**Task objective:** Each record must be written out again exactly. Skip any picture it contains.

**Data records:**
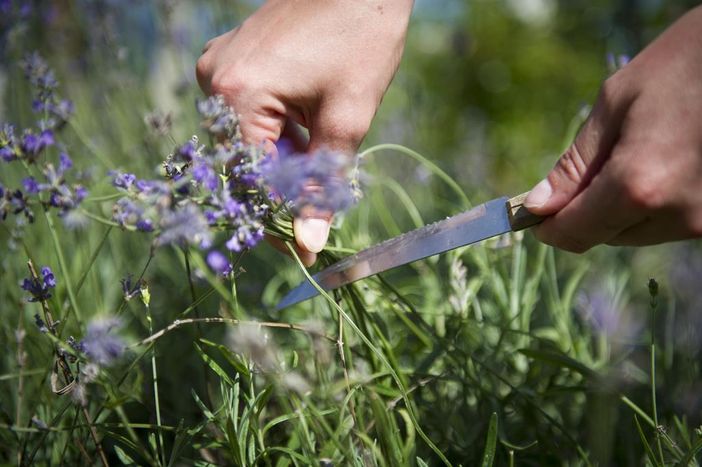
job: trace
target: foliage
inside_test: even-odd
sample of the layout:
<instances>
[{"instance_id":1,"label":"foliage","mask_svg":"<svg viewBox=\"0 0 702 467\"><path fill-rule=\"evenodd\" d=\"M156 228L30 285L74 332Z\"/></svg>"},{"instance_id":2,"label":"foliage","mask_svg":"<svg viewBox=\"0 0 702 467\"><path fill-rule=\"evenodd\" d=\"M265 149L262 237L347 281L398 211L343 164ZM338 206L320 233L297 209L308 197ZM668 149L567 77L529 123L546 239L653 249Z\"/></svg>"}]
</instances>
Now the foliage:
<instances>
[{"instance_id":1,"label":"foliage","mask_svg":"<svg viewBox=\"0 0 702 467\"><path fill-rule=\"evenodd\" d=\"M698 245L576 257L512 234L276 312L308 274L294 252L227 248L240 225L224 221L214 246L159 241L163 204L144 217L119 201L141 202L136 179L161 180L168 154L187 156L168 161L168 209L225 189L231 164L195 170L221 141L186 148L202 119L192 64L251 6L128 3L0 2L0 123L16 126L0 137L3 463L696 465ZM364 198L322 265L527 189L572 138L605 52L634 52L684 6L444 3L450 18L417 4L360 154ZM33 50L50 66L28 81ZM288 207L257 202L290 240Z\"/></svg>"}]
</instances>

**Your solution:**
job: trace
target: foliage
inside_test: even-odd
sample of the layout:
<instances>
[{"instance_id":1,"label":"foliage","mask_svg":"<svg viewBox=\"0 0 702 467\"><path fill-rule=\"evenodd\" d=\"M156 228L30 285L74 332Z\"/></svg>"},{"instance_id":2,"label":"foliage","mask_svg":"<svg viewBox=\"0 0 702 467\"><path fill-rule=\"evenodd\" d=\"M265 149L262 237L347 281L398 211L343 164ZM338 206L320 233L297 209L308 197ZM668 149L567 77L529 123L546 239L653 249Z\"/></svg>"}]
</instances>
Now the foliage:
<instances>
[{"instance_id":1,"label":"foliage","mask_svg":"<svg viewBox=\"0 0 702 467\"><path fill-rule=\"evenodd\" d=\"M698 245L576 257L512 234L276 312L308 274L294 252L227 248L240 225L224 221L214 246L159 241L163 204L144 217L119 201L141 202L136 179L161 180L168 154L187 156L168 161L168 209L225 189L231 164L195 170L221 141L186 148L202 119L192 64L251 6L128 3L0 2L0 123L16 126L0 137L3 463L696 465ZM364 198L322 265L527 189L572 138L605 52L634 52L684 6L444 3L450 18L417 4L360 154ZM33 50L50 66L28 81ZM288 207L257 202L290 240Z\"/></svg>"}]
</instances>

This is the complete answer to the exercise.